Task to carry out.
Collect and copy every line of the data below that contains the string "black". Matching is case-sensitive.

---

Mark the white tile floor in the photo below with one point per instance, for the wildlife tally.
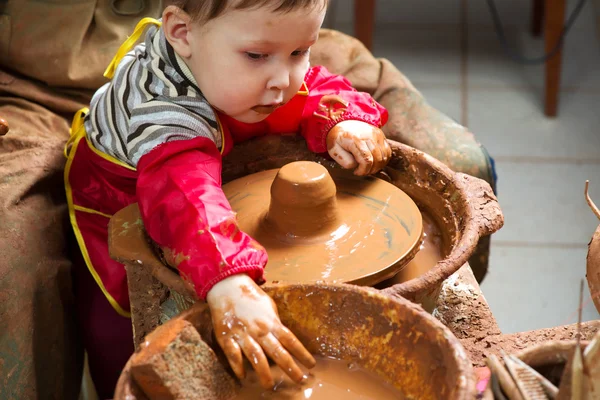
(451, 53)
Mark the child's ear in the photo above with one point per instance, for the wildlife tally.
(176, 25)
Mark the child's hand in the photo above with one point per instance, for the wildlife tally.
(246, 321)
(356, 143)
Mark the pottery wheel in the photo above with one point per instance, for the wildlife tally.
(316, 228)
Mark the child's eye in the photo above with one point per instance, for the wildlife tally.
(256, 56)
(299, 53)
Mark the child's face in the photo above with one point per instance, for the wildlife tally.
(249, 62)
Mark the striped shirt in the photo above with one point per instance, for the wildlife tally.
(152, 99)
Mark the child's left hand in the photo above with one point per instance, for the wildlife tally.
(355, 144)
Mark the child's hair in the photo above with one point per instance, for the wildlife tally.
(205, 10)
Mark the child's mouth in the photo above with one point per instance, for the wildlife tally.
(268, 109)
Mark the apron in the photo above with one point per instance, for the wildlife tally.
(97, 186)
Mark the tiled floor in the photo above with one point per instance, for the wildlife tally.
(451, 53)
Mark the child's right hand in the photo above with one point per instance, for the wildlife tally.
(246, 321)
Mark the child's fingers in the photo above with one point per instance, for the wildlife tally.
(362, 155)
(378, 160)
(342, 157)
(282, 358)
(234, 356)
(254, 353)
(295, 347)
(387, 150)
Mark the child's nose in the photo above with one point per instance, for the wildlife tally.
(280, 79)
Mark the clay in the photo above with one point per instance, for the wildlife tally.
(353, 230)
(391, 338)
(3, 127)
(174, 363)
(481, 347)
(462, 307)
(464, 207)
(330, 379)
(430, 253)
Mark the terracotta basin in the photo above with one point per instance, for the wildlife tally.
(464, 208)
(390, 337)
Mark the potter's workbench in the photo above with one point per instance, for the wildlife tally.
(462, 307)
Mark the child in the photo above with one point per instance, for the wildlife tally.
(209, 74)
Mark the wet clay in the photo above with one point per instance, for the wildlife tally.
(330, 379)
(318, 228)
(430, 253)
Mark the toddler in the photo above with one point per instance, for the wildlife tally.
(209, 74)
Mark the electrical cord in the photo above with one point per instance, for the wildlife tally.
(537, 60)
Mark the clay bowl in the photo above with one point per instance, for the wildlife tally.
(390, 337)
(464, 208)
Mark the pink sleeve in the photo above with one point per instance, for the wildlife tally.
(332, 99)
(185, 211)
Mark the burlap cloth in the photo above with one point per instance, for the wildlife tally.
(52, 55)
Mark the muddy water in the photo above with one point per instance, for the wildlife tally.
(329, 380)
(429, 254)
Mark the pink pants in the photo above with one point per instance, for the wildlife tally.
(107, 336)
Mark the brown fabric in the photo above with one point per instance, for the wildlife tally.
(52, 56)
(67, 43)
(39, 350)
(412, 120)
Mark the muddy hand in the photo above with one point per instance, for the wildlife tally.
(246, 322)
(3, 126)
(356, 144)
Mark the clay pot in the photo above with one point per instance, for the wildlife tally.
(465, 208)
(399, 341)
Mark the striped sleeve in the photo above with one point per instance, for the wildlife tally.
(166, 119)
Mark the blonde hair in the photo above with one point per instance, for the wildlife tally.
(205, 10)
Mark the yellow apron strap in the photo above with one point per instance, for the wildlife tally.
(128, 45)
(77, 128)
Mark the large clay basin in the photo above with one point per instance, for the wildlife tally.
(391, 337)
(464, 208)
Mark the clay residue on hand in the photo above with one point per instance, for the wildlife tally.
(174, 259)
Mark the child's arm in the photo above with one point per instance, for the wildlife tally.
(185, 210)
(344, 122)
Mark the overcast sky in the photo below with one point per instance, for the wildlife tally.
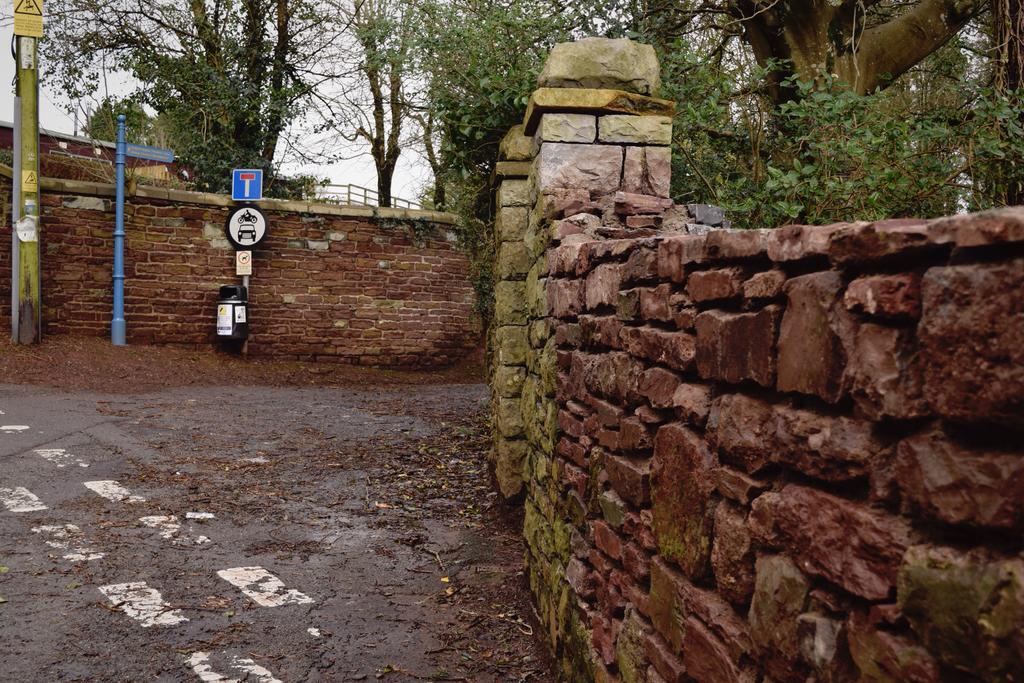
(412, 175)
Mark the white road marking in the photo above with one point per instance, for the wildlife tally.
(200, 662)
(142, 603)
(169, 528)
(112, 491)
(59, 457)
(62, 537)
(265, 589)
(20, 499)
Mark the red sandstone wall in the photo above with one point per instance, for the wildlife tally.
(325, 287)
(787, 455)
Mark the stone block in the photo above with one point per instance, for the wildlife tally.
(735, 347)
(957, 485)
(516, 145)
(780, 595)
(507, 381)
(635, 129)
(675, 349)
(593, 168)
(602, 286)
(972, 342)
(732, 554)
(811, 352)
(510, 303)
(510, 224)
(895, 296)
(514, 193)
(510, 456)
(647, 171)
(681, 486)
(766, 285)
(558, 127)
(511, 345)
(716, 285)
(967, 608)
(602, 62)
(883, 373)
(514, 260)
(854, 547)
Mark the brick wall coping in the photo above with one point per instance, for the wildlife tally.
(209, 199)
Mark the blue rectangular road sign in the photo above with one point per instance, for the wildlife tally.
(247, 184)
(153, 154)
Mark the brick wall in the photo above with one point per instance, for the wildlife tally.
(780, 455)
(329, 283)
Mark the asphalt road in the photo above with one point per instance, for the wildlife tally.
(257, 535)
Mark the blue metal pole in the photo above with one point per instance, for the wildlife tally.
(118, 324)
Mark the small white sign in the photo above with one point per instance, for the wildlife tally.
(243, 263)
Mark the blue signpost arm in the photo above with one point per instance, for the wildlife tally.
(118, 323)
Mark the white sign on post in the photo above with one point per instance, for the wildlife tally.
(243, 263)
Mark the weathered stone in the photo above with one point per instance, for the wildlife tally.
(811, 355)
(675, 349)
(681, 487)
(647, 170)
(565, 297)
(510, 224)
(602, 62)
(635, 129)
(510, 303)
(732, 554)
(780, 594)
(995, 226)
(793, 243)
(675, 252)
(886, 296)
(766, 285)
(602, 286)
(850, 545)
(883, 656)
(566, 128)
(957, 485)
(734, 347)
(510, 457)
(862, 243)
(972, 342)
(968, 609)
(511, 345)
(822, 646)
(514, 193)
(594, 168)
(735, 244)
(507, 381)
(513, 260)
(516, 145)
(883, 374)
(630, 477)
(739, 426)
(597, 101)
(714, 285)
(738, 486)
(631, 654)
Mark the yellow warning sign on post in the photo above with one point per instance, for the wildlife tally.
(29, 17)
(30, 183)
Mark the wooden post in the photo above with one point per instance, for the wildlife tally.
(29, 228)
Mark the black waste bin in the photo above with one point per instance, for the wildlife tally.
(232, 312)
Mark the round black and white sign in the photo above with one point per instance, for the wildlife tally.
(246, 226)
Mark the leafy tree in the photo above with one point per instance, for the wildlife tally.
(227, 77)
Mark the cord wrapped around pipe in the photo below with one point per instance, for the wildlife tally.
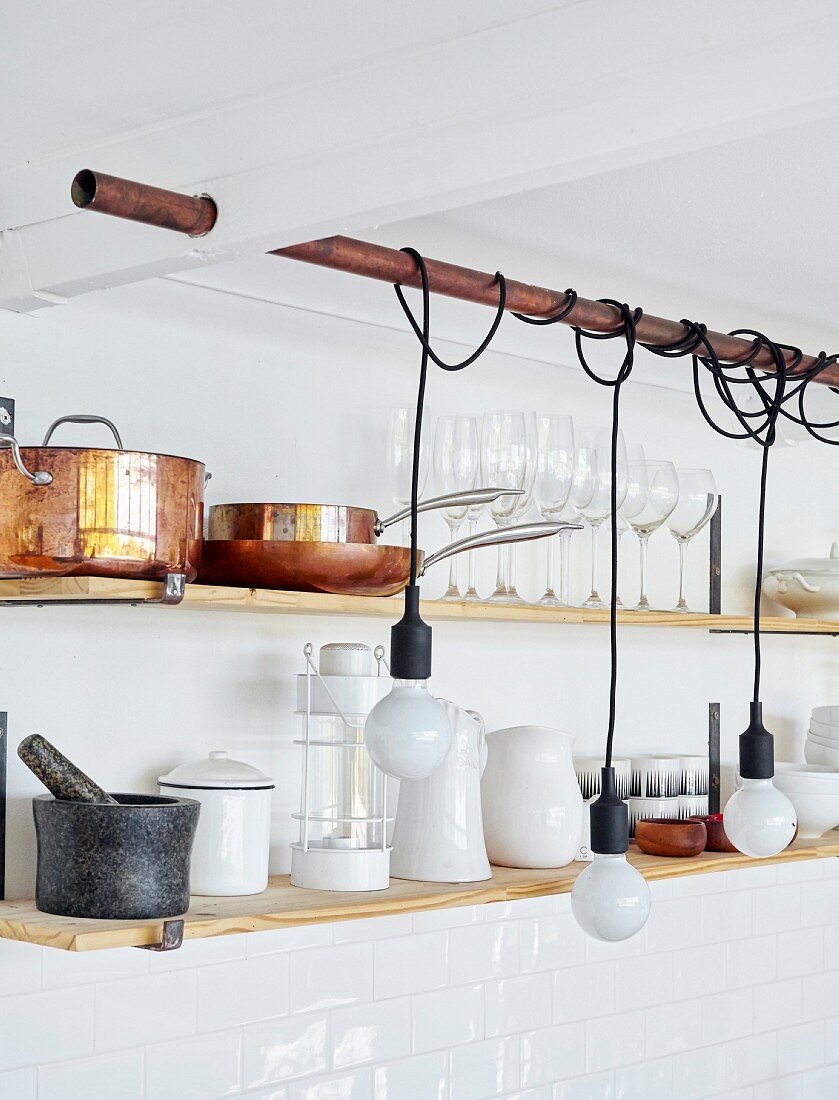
(196, 216)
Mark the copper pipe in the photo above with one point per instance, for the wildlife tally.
(122, 198)
(153, 206)
(390, 265)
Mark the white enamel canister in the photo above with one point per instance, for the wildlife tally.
(230, 855)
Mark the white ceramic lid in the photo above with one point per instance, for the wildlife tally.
(217, 772)
(829, 564)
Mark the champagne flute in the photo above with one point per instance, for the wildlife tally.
(591, 491)
(652, 493)
(473, 515)
(456, 459)
(522, 505)
(554, 472)
(697, 502)
(504, 463)
(400, 455)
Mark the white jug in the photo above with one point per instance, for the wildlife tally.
(439, 834)
(531, 800)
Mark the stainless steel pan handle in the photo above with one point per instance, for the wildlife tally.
(521, 534)
(40, 476)
(464, 499)
(83, 418)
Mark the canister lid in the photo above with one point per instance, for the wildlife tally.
(217, 772)
(345, 659)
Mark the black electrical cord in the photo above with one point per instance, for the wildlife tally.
(629, 320)
(763, 435)
(428, 352)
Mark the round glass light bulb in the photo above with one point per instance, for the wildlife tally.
(759, 820)
(610, 900)
(408, 733)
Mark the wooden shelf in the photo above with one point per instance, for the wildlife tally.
(283, 905)
(48, 591)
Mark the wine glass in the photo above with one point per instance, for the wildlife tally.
(591, 490)
(400, 455)
(697, 502)
(506, 462)
(554, 471)
(652, 493)
(456, 459)
(473, 515)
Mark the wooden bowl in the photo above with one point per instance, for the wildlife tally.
(665, 836)
(717, 839)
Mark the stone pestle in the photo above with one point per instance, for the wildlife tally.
(59, 776)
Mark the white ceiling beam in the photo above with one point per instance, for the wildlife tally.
(550, 98)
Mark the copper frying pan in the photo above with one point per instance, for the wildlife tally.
(355, 569)
(326, 523)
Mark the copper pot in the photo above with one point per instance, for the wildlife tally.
(340, 568)
(94, 512)
(326, 523)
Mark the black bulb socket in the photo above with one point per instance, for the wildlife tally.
(609, 818)
(410, 641)
(757, 747)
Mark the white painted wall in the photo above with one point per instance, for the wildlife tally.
(286, 405)
(293, 405)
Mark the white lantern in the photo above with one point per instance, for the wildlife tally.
(343, 805)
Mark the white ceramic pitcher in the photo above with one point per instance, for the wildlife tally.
(439, 833)
(531, 800)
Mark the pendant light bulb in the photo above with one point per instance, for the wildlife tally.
(610, 900)
(408, 733)
(759, 820)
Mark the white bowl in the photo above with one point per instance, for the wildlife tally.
(816, 813)
(808, 779)
(820, 754)
(827, 715)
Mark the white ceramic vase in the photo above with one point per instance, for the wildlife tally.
(530, 796)
(439, 834)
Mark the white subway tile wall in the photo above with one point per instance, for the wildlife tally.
(731, 992)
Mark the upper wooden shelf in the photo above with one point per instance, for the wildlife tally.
(206, 597)
(283, 905)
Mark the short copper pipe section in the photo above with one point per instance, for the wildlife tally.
(197, 215)
(194, 215)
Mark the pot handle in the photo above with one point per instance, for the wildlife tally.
(40, 476)
(521, 534)
(83, 418)
(466, 498)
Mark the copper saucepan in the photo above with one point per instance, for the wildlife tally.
(98, 512)
(327, 523)
(356, 569)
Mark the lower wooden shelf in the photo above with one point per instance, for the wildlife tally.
(283, 905)
(94, 590)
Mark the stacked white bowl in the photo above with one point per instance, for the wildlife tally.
(814, 791)
(821, 746)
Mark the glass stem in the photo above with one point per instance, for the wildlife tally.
(564, 565)
(551, 563)
(500, 580)
(595, 532)
(454, 526)
(642, 601)
(471, 590)
(682, 605)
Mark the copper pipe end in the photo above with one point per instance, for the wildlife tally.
(153, 206)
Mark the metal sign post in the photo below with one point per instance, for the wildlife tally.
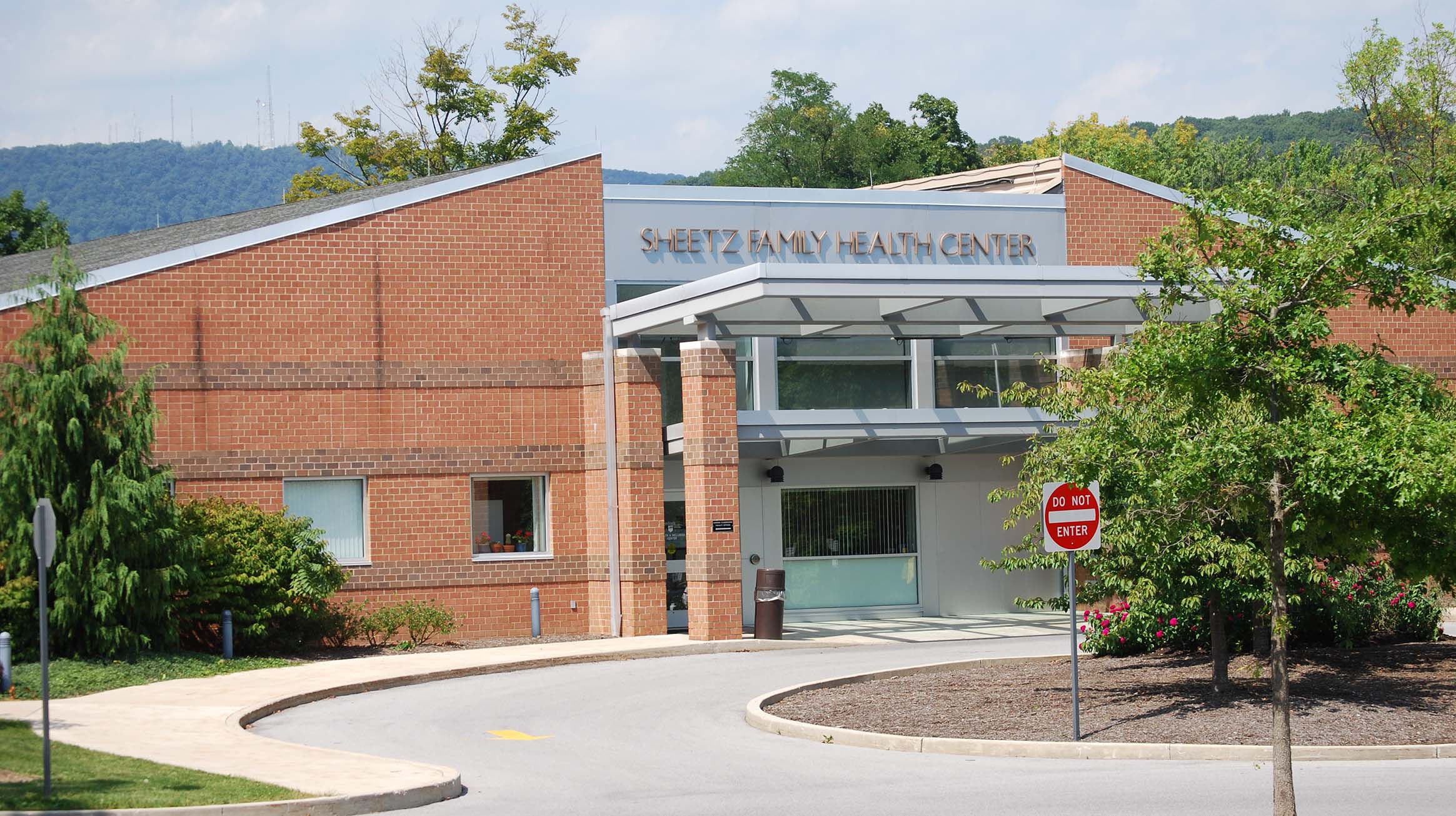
(1072, 608)
(44, 540)
(1072, 521)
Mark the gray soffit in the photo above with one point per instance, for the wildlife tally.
(1034, 177)
(126, 255)
(909, 302)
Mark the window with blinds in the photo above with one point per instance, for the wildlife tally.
(337, 509)
(849, 521)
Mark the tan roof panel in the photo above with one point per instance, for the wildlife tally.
(1034, 177)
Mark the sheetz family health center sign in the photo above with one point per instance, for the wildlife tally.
(1070, 522)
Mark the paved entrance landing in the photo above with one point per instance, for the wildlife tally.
(928, 630)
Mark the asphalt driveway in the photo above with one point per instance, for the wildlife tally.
(667, 736)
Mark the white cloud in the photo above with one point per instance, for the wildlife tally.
(667, 85)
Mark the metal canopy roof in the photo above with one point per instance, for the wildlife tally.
(897, 301)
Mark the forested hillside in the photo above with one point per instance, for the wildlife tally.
(1338, 127)
(104, 190)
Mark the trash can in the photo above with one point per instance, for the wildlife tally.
(768, 605)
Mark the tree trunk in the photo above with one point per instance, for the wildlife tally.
(1279, 656)
(1218, 643)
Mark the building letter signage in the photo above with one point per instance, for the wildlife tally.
(990, 246)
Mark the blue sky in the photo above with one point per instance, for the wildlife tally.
(666, 86)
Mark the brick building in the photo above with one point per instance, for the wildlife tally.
(423, 371)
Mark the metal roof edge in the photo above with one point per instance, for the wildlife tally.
(1140, 184)
(638, 193)
(316, 221)
(1126, 179)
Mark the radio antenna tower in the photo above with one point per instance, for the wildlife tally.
(271, 138)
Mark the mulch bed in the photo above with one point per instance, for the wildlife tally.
(443, 646)
(1397, 694)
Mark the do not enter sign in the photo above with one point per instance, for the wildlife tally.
(1070, 516)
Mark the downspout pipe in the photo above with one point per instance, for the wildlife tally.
(609, 420)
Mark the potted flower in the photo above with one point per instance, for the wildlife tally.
(485, 544)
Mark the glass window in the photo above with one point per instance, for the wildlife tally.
(676, 545)
(507, 515)
(851, 547)
(848, 521)
(335, 508)
(993, 363)
(673, 375)
(852, 372)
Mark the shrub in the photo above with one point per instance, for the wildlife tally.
(1352, 605)
(1126, 628)
(379, 627)
(270, 569)
(343, 623)
(426, 620)
(421, 620)
(19, 615)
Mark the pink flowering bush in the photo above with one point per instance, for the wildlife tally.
(1126, 628)
(1347, 608)
(1356, 603)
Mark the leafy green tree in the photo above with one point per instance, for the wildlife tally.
(1298, 443)
(803, 136)
(24, 229)
(73, 429)
(794, 139)
(440, 117)
(271, 570)
(1171, 545)
(1407, 96)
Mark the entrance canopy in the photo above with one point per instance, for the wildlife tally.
(897, 301)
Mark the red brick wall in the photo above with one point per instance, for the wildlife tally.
(711, 490)
(414, 347)
(1108, 223)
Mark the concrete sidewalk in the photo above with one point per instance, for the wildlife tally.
(200, 723)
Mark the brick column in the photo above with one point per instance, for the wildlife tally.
(593, 433)
(711, 488)
(640, 491)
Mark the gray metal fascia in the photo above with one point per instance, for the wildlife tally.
(1143, 186)
(769, 196)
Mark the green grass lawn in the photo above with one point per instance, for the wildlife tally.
(91, 780)
(74, 678)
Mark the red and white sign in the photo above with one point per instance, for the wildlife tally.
(1070, 516)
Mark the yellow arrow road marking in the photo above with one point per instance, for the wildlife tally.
(508, 733)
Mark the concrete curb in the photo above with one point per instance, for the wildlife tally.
(1034, 749)
(446, 782)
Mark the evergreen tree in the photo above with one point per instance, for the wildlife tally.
(76, 430)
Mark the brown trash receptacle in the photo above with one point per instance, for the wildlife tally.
(768, 605)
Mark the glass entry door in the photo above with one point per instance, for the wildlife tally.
(675, 541)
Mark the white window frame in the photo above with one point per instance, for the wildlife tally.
(363, 481)
(542, 513)
(993, 359)
(829, 612)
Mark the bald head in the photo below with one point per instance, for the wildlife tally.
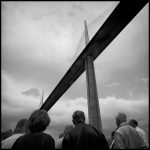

---

Answer to this task.
Mark the black waste bin in the photo above with one point per instance, for the wildlife tally.
Mark the round black and white sign in the photo above with one point per instance, for the wildlife tally.
Mark the black electrical cord in the photo above with one point per instance, for the wildlife tally.
Mark the black bulb socket in the photo above with one point per instance, for the wildlife tally.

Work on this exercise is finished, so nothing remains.